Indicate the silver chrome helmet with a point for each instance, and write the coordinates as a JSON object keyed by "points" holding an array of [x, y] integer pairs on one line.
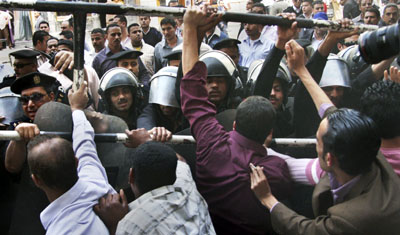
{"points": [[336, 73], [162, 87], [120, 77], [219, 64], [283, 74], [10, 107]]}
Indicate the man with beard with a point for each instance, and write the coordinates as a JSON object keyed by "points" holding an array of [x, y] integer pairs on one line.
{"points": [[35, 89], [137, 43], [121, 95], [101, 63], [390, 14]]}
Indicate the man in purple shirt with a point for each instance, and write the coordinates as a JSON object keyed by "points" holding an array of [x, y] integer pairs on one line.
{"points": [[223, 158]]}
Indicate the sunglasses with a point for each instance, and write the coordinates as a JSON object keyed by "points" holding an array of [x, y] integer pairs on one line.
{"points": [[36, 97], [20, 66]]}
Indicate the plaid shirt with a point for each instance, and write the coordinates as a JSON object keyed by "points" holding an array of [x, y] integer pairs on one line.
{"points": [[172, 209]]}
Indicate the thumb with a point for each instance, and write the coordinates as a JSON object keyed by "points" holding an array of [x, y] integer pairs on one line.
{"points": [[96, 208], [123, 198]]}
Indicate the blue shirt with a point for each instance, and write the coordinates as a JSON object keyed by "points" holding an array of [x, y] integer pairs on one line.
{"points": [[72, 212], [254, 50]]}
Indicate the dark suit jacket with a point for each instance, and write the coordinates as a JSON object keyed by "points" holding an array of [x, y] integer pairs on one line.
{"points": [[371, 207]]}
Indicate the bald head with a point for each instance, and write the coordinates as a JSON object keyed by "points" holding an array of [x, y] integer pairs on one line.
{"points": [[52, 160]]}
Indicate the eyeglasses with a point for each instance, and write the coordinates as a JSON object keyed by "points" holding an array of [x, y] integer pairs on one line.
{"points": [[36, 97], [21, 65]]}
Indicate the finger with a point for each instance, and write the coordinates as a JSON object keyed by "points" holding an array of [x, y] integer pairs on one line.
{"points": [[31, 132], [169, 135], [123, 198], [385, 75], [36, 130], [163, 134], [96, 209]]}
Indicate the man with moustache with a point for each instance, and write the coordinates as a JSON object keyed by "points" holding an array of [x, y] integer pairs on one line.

—————

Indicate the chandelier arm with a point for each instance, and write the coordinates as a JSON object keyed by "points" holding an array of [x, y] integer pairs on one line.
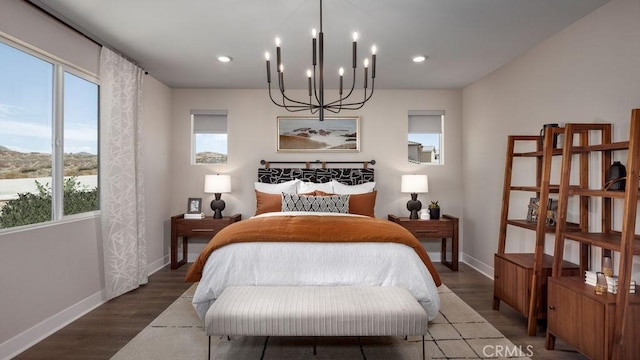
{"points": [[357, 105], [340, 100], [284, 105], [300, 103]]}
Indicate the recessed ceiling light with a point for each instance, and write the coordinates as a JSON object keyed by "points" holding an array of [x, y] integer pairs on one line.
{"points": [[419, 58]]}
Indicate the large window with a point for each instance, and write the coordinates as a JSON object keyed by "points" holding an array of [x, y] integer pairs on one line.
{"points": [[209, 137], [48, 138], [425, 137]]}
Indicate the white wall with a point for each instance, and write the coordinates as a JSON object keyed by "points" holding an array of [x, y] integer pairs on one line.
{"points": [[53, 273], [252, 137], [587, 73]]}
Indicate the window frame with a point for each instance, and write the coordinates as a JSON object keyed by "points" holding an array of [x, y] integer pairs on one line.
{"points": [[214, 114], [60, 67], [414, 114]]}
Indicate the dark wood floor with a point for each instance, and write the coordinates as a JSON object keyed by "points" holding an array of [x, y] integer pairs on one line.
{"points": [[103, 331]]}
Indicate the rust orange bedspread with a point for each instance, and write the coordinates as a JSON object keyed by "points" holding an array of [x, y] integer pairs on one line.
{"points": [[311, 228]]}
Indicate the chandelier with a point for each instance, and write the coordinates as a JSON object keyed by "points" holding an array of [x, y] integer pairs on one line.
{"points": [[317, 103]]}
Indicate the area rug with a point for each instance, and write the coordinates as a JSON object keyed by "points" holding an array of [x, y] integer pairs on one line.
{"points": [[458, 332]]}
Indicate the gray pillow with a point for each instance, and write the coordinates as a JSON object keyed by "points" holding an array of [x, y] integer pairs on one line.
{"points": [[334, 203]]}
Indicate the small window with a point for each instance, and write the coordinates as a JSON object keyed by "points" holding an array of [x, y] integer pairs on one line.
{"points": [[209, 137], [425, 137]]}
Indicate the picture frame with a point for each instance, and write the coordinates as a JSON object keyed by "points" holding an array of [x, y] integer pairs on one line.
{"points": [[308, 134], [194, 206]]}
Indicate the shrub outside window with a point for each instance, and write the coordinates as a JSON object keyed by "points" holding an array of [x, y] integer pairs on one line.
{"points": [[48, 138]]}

—————

Challenge: List every line of the listing above that contains the string "outside". Treat uppercase and lowercase letters as distinct when matching.

Response to this exercise:
Indicate the shrub outside window with a point for each instance, and write the coordinates as a JSON object keyed by "points" holding an array of [x, y] integer pairs on one line.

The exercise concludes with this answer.